(SOURCE):
····················

6. As noted above, however, reliance on the writing diminished midway through the interview, and Samantha began to spontaneously provide specific and consistent detail about the alleged molest and the circumstances surrounding it.
*606 7. The Court therefore finds that a portion of the December 3, 1999 statement is sufficiently reliable and trustworthy to pass statutory and constitutional muster. The following portions are hereby deemed admissible:
Page 14, line 2, through page 17, line 5. Page 17, line 14 through page 27, line 6, Page 27, line 21 through page 87, line 4, Page 87, last three words of line 8, through page 41, line 10.
Page 41, line 15, through page 45 line 16. *
8. The Court further finds that the redacted lines from the pages cited above contain inadmissible statements of Detective McGraw that impermissibly vouch for the credibility of Samantha Frost and or significant passages of leading questions to which Samantha merely responded with a non-verbal response.

····················

(TASK LIST):
**A.** Copy the part of the ruling that opens with the words "Page 41, line 15, through" and closes with "a non-verbal response.", swapping "Detective McGraw" for "the detective".
**B.** According to the ruling, what do the redacted lines from the cited pages contain?

(LISTED ENTRIES):
····················

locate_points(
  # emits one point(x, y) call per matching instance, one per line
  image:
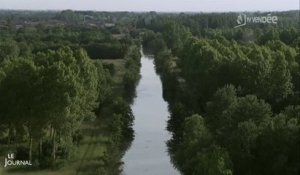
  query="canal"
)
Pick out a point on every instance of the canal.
point(148, 153)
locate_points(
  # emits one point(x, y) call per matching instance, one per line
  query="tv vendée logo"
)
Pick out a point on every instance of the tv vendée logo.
point(10, 161)
point(243, 19)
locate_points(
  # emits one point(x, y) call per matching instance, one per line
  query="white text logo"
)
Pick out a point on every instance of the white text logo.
point(243, 19)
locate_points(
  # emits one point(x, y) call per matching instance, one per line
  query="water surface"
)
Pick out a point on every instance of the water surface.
point(148, 153)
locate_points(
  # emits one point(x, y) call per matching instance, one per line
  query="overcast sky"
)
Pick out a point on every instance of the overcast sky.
point(154, 5)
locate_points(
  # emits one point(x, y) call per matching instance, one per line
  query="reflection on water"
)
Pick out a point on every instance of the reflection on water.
point(148, 153)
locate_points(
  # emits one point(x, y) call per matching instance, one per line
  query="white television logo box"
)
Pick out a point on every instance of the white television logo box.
point(243, 20)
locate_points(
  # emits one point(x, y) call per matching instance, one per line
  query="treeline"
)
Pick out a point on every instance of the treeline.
point(234, 105)
point(44, 100)
point(53, 84)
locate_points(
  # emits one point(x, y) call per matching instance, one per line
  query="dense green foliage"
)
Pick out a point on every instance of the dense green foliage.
point(58, 94)
point(245, 84)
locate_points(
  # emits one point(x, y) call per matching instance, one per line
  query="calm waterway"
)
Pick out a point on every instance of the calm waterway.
point(148, 153)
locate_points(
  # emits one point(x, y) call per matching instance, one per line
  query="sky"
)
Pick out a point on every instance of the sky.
point(154, 5)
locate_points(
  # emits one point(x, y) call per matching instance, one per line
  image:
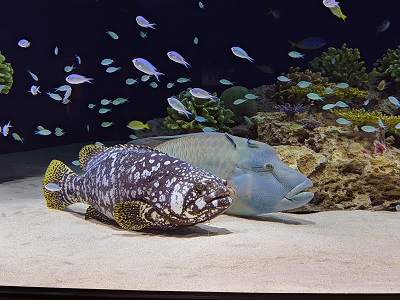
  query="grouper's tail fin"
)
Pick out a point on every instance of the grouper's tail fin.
point(54, 185)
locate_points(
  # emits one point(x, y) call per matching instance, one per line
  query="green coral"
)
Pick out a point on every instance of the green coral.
point(338, 93)
point(388, 67)
point(213, 110)
point(281, 92)
point(360, 117)
point(341, 65)
point(6, 75)
point(248, 108)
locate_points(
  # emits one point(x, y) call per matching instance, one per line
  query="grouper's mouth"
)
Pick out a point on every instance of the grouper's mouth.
point(297, 195)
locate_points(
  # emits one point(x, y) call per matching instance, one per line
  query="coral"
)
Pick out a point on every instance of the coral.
point(248, 108)
point(281, 92)
point(341, 65)
point(343, 177)
point(338, 93)
point(213, 110)
point(388, 67)
point(290, 110)
point(309, 124)
point(6, 75)
point(360, 116)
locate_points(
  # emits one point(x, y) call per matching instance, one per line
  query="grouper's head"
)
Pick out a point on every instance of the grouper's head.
point(186, 195)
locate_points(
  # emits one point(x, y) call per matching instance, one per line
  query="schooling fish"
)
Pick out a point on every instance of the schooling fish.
point(262, 182)
point(137, 187)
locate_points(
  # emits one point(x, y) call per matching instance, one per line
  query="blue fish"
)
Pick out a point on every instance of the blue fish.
point(309, 43)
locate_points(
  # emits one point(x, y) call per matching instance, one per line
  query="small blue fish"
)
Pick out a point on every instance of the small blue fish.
point(284, 79)
point(201, 119)
point(314, 96)
point(295, 54)
point(394, 100)
point(343, 121)
point(341, 104)
point(368, 128)
point(329, 91)
point(342, 85)
point(304, 84)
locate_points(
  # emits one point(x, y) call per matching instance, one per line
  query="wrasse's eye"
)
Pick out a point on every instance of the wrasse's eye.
point(268, 167)
point(200, 187)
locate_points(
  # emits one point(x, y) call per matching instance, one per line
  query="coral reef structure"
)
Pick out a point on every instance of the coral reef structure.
point(388, 67)
point(282, 94)
point(341, 65)
point(212, 110)
point(345, 166)
point(6, 75)
point(248, 108)
point(362, 117)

····················

(ANSWERS GIVEN):
**A.**
Page 41, line 15, through page 45 line 16. *
8. The Court further finds that the redacted lines from the pages cited above contain inadmissible statements of the detective that impermissibly vouch for the credibility of Samantha Frost and or significant passages of leading questions to which Samantha merely responded with a non-verbal response.

**B.** They contain inadmissible statements of Detective McGraw that impermissibly vouch for Samantha Frost's credibility, and/or significant passages of leading questions to which she merely gave a non-verbal response.